DATA IN THIS EXERCISE:
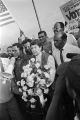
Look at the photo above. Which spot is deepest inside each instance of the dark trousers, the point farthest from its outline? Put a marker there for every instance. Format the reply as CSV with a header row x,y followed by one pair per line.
x,y
10,111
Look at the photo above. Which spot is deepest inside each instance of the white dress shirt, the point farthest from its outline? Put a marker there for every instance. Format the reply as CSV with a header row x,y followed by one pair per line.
x,y
50,63
68,48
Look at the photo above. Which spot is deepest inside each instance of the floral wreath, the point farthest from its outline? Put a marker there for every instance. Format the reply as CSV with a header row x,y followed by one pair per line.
x,y
35,81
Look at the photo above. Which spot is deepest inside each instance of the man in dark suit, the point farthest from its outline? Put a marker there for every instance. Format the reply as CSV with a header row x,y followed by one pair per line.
x,y
21,60
61,107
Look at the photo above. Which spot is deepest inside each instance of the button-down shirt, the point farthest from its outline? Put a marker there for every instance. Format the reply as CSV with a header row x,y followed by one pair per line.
x,y
66,49
50,63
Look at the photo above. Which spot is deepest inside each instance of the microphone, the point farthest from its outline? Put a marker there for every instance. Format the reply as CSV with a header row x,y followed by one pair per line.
x,y
71,55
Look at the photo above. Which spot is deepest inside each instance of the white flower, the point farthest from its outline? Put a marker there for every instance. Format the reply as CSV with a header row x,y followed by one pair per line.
x,y
24,98
37,65
30,84
22,82
29,70
30,92
39,91
29,78
42,81
46,90
24,94
46,67
47,75
32,100
22,74
20,90
18,83
33,106
39,71
24,88
24,67
32,75
32,60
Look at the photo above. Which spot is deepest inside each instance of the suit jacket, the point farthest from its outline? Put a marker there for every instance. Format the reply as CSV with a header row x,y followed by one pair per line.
x,y
61,107
47,47
19,63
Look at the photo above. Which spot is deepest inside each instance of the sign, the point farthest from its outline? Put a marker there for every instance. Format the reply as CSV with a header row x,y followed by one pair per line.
x,y
71,13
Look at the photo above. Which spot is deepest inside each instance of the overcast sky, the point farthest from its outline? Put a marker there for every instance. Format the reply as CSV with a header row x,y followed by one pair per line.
x,y
23,12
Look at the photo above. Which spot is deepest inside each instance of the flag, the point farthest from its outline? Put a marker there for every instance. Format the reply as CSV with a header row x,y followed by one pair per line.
x,y
5,16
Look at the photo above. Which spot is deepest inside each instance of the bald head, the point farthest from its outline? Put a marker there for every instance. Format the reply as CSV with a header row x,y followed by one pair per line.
x,y
60,39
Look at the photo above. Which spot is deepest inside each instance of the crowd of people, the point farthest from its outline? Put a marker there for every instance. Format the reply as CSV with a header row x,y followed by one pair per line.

DIRECTIVE: Reproduce the entries exactly. Do not carry over any picture.

THE RESPONSE:
Look at the photo above. Which spot is deepest inside each instance of the dark trousers, the point farthest from its outline? Put a marker there for every instance. Format the reply as CSV with a header row x,y followed by one pair per line.
x,y
10,111
Look at the photo above. Which spot is deepest inside each instance of the white dress shirt, the point farthest from its outline? Put a marker there for every instance. Format the reply as CSV with a header row x,y followed by one pair per line.
x,y
50,63
68,48
Look at the photo above. Which spot is deepest inside each instance of the floral wreath, the point farthest from its outline? Put a marker there for every instance. Format the reply as CSV with a header row x,y followed by one pair per line.
x,y
35,81
Look at the photo above. Which spot is deepest inside each instance of the man in dark suit, the point farthest from its outline? Put a marker there for every instance. Format the reply as CSV with a header row x,y followed by one pair per line.
x,y
21,60
61,107
Look at the photo above. Which spot is deepest inside each instance of the button-down shirt, the point farthest from its outline? Put a marker there for every instance. Format the reply as CSV with a header row x,y followed by one pair per line.
x,y
66,49
50,63
Look at the photo above. Which spot is deepest inside each instance of the microphone, the point farthest from its outline? Put a marker there for every instance. Format the reply as CSV with a header row x,y followed by one pair per line.
x,y
71,55
Look at the photo above. Which spot is deepest inside each instance of the white flower, the point farthest from its outline? Put a marker there for every instance. Format the reply as CSV with a header row x,y followed by one pair per line.
x,y
24,98
37,65
30,84
22,82
29,70
30,92
39,91
29,78
42,81
46,90
24,94
46,67
47,75
32,100
22,74
20,90
18,83
33,106
39,71
24,88
24,67
32,75
32,60
Look at the photo above. Which spot is deepest inside each instance of the suit jacket, the point farthest from its outline? Put a marker there for every instance. Format the reply as CSV with a header row x,y followed by one pair per line.
x,y
61,107
47,47
19,63
Look at the photo above. Which spot is deepest inside each instance of the sign, the point farthest from its outline? Put a marker there for every instance. Format the reply as CSV with a header row x,y followed by one pair per line.
x,y
71,13
Look at the photo above. Which spot is deepest inside each instance of the overcast sky, the point farthest from its outline? Put a marker there for every instance. Format the reply as CSV with a header row x,y followed by one pair per line.
x,y
23,12
Look at the photo above. Which spot is deepest inside each instance of the flag, the point farthest from its outline? Put a marker there for every instance. Format the reply as CSV with a header row x,y followed by one pair per line.
x,y
5,16
Look at the photo above. Which spot is deepest inside each instance of the bald head, the point farthest from its outline? Put a marker there for every instance. Format the reply as CSV with a header row x,y followed by one pair per line.
x,y
60,39
Look at the photo above. Which spot is deepest inside each instance of the crowd of people, the point farthest from its outline? Put a marker there for every instance. Format the reply as CSV with a header row x,y followed by one pair per line.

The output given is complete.